*** Begin section ***

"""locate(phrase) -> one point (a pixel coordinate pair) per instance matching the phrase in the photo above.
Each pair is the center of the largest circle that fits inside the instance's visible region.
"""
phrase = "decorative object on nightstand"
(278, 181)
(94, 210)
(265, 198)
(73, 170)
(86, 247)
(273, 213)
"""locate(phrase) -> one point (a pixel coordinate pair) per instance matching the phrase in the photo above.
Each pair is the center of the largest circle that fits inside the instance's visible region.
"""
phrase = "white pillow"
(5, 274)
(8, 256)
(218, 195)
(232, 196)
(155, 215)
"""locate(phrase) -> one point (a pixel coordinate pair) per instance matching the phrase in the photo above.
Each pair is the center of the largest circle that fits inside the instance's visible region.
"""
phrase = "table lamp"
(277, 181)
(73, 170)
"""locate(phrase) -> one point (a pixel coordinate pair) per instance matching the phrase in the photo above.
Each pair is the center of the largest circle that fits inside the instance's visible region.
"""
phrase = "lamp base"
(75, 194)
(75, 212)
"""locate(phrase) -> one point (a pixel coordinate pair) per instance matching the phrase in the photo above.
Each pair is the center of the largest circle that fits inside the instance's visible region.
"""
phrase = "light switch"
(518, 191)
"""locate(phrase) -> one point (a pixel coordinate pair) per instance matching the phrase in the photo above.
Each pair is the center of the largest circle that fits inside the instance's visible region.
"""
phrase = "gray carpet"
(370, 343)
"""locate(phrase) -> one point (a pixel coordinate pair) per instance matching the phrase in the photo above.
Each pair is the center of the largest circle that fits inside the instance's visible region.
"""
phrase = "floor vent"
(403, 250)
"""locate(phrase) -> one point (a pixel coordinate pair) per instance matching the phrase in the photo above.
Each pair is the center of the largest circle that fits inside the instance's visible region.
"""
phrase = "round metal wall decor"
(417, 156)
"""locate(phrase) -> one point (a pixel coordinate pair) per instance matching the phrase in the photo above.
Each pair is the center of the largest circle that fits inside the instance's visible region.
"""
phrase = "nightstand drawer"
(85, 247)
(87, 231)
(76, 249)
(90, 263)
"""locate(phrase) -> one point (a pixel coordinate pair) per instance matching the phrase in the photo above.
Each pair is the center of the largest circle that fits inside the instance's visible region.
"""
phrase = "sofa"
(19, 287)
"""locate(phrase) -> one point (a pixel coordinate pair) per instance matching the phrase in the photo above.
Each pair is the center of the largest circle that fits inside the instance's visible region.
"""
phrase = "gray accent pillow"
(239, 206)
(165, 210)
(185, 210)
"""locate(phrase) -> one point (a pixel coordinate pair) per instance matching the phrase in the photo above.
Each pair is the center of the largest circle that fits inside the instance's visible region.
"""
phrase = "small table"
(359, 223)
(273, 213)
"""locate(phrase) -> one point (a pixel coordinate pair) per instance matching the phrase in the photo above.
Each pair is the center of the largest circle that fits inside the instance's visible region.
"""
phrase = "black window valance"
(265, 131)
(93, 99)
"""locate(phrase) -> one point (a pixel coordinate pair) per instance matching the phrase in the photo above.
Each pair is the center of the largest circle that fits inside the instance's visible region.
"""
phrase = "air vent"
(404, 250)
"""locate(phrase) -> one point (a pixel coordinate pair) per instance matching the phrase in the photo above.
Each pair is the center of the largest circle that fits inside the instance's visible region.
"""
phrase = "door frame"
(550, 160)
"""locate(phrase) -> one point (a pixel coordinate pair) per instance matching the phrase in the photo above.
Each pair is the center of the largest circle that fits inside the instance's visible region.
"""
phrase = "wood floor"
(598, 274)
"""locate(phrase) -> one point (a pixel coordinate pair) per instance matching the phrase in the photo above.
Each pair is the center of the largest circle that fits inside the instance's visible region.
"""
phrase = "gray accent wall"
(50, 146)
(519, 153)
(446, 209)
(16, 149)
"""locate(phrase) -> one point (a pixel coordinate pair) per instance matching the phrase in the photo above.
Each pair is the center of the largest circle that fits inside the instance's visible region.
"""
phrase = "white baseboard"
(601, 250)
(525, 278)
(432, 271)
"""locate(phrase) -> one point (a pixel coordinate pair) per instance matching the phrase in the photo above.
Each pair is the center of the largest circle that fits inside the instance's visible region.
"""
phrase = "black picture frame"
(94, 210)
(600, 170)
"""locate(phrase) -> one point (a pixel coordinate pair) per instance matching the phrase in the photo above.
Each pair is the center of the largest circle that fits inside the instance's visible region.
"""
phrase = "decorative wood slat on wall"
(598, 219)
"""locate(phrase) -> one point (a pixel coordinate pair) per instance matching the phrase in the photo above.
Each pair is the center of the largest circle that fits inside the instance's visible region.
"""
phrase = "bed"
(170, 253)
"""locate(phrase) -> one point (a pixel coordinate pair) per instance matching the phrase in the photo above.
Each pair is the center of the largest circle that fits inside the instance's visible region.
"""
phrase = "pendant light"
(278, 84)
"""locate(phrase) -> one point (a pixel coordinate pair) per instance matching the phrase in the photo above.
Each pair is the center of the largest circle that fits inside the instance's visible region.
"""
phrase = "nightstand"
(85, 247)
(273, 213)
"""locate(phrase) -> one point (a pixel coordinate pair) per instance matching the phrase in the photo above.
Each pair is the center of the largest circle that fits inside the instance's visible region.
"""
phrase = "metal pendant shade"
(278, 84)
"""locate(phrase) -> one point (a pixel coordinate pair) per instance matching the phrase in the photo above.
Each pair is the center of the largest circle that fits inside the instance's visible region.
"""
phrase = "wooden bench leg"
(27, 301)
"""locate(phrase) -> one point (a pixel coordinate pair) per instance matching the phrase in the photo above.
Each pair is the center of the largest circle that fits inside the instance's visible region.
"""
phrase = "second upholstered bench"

*** End section ***

Write the material out again in full, leaving no line out.

"""locate(phrase) -> one point (a pixel coordinate pair) per instance matching the phrase in the photo above.
Each pair is the center of the largest circle that fits inside the instance's visible region.
"""
phrase = "decorative object on nightstand"
(278, 181)
(94, 210)
(265, 198)
(73, 170)
(86, 247)
(273, 213)
"""locate(phrase) -> one point (a pixel coordinate pair) per instance matching the phrase in the photo above.
Each pair is the center of the largest circle that fits inside the instance's visible region.
"""
phrase = "white pillow"
(5, 274)
(8, 256)
(218, 195)
(232, 196)
(155, 215)
"""locate(phrase) -> one point (a pixel coordinate pair) per instance matching the phrase in the photo above.
Each pair is the center of the largest circle that fits inside the instance's visible region.
"""
phrase = "table lamp"
(277, 181)
(73, 170)
"""locate(phrase) -> one point (a pixel coordinate pair) per instance matching the phrase in the photo above.
Each pair is the center of the largest circle that fits inside the instance's visible region.
"""
phrase = "lamp base"
(75, 194)
(75, 212)
"""locate(phrase) -> one point (a pixel coordinate pair) per instance matching the phrase in the photo above.
Each pair is the center of the largest circle that fits inside the instance's visible region.
"""
phrase = "light switch"
(518, 191)
"""locate(phrase) -> one point (a pixel coordinate pair) per instance matching the phrase in the photo above.
Each pair is the center of the largest circle that fits inside the instance's visible region.
"""
phrase = "gray carpet"
(370, 343)
"""locate(phrase) -> one point (a pixel coordinate pair) per instance matching the phrase in the photo above.
Each pair is the center of the largest circle that fits inside the instance's visible region.
"""
phrase = "floor vent"
(403, 250)
"""locate(phrase) -> one point (a pixel coordinate pair) per instance matching the phrase in the photo above.
Each pair is the center of the largest circle that fits inside the instance's visible region.
"""
phrase = "round metal wall decor"
(417, 156)
"""locate(phrase) -> one point (a pixel coordinate pair) per instance matching the phrase in the photo above.
Each pair is the center of the largest circle that fits inside the instance's visible region.
"""
phrase = "nightstand drawer"
(85, 247)
(87, 231)
(76, 249)
(90, 263)
"""locate(phrase) -> one point (a pixel coordinate pair) per instance matching the phrase in the photo above.
Each pair is the center of the largest circle that fits inside the instance's visible region.
"""
phrase = "sofa"
(19, 287)
"""locate(phrase) -> one point (a pixel coordinate pair) per instance matching the phrase in the photo above.
Each pair is the center of the largest circle that fits inside the instance's visible region.
"""
phrase = "gray accent pillow"
(239, 206)
(165, 210)
(185, 210)
"""locate(phrase) -> one point (a pixel coordinate pair) per instance matching the phrase in the photo above.
Each pair is the center of the largest circle that fits inside the instance's visible region.
"""
phrase = "small table"
(359, 223)
(273, 213)
"""locate(phrase) -> one point (a pixel coordinate pair) per instance matching the phrase in the photo above.
Each pair is the center of the largest circle that fits inside the instance's visible region.
"""
phrase = "black window valance"
(265, 131)
(93, 99)
"""locate(phrase) -> one point (a pixel coordinate pair) per instance matching the phrase in the photo above.
Each pair is the center of the largest circle that fits inside the instance's visible region.
"""
phrase = "air vent"
(404, 250)
"""locate(phrase) -> one point (a pixel coordinate pair) per instance matching the phrase in the photo above.
Each pair is the center of the largest circle that fits inside the instance's visible region.
"""
phrase = "door frame"
(550, 160)
"""locate(phrase) -> one point (a pixel coordinate pair) per instance matching the phrase in the photo above.
Each pair is the center of the largest circle that fits inside the instance's visible region.
"""
phrase = "wood floor"
(598, 274)
"""locate(phrase) -> one point (a pixel coordinate pair) per instance matching the phrase in the photo above.
Each pair is the center of the largest circle that fits inside the instance's visible region.
"""
phrase = "gray accent wall"
(50, 146)
(519, 153)
(446, 209)
(16, 149)
"""locate(phrase) -> one point (a pixel coordinate pair) per instance matching the phrase in the photo above.
Each pair is the center of the largest circle that fits inside the instance's visible region.
"""
phrase = "white baseboard"
(601, 250)
(525, 278)
(432, 271)
"""locate(phrase) -> one point (a pixel coordinate pair) per instance matching the phrase in the photo above.
Each pair is the center of the largest circle that fits inside the instance's visible region.
"""
phrase = "black picture frame"
(94, 210)
(600, 170)
"""locate(phrase) -> one point (a pixel coordinate pair) per instance matching the phrase in the photo above.
Each pair is the center of the largest circle that fits inside the instance's visible region.
"""
phrase = "decorative wood slat on wall"
(598, 219)
"""locate(phrase) -> one point (a pixel coordinate pair) per instance matching the phrase in the photo above.
Each pair is the center of the largest circle that fits inside the instance's visible region.
"""
phrase = "bed"
(170, 253)
"""locate(phrase) -> one point (a pixel coordinate pair) per instance matching the phrase in the photo above.
Each pair is the center of the largest circle that fits inside the instance's visible region.
"""
phrase = "pendant light"
(278, 84)
"""locate(phrase) -> one point (a pixel coordinate pair) per instance matching the phrase in the photo above.
Each pair is the center of the largest circle that fits inside the instance's visible region.
"""
phrase = "nightstand"
(85, 247)
(273, 213)
"""locate(phrase) -> one point (a pixel coordinate pair) per instance matching the phrase in the photo above.
Each pair is the center of the largest circle that fits inside the instance's visible region.
"""
phrase = "metal pendant shade"
(278, 84)
"""locate(phrase) -> one point (a pixel coordinate pair) per instance matching the phrase in the photo above.
Each pair is the center of the largest circle that fits inside the instance's visible region.
"""
phrase = "wooden bench leg"
(27, 301)
"""locate(phrase) -> one point (a pixel coordinate pair) per instance matching the phrase in the photo above.
Each pair is the center of the largest circle that fits inside the instance's visible region.
"""
phrase = "second upholstered bench"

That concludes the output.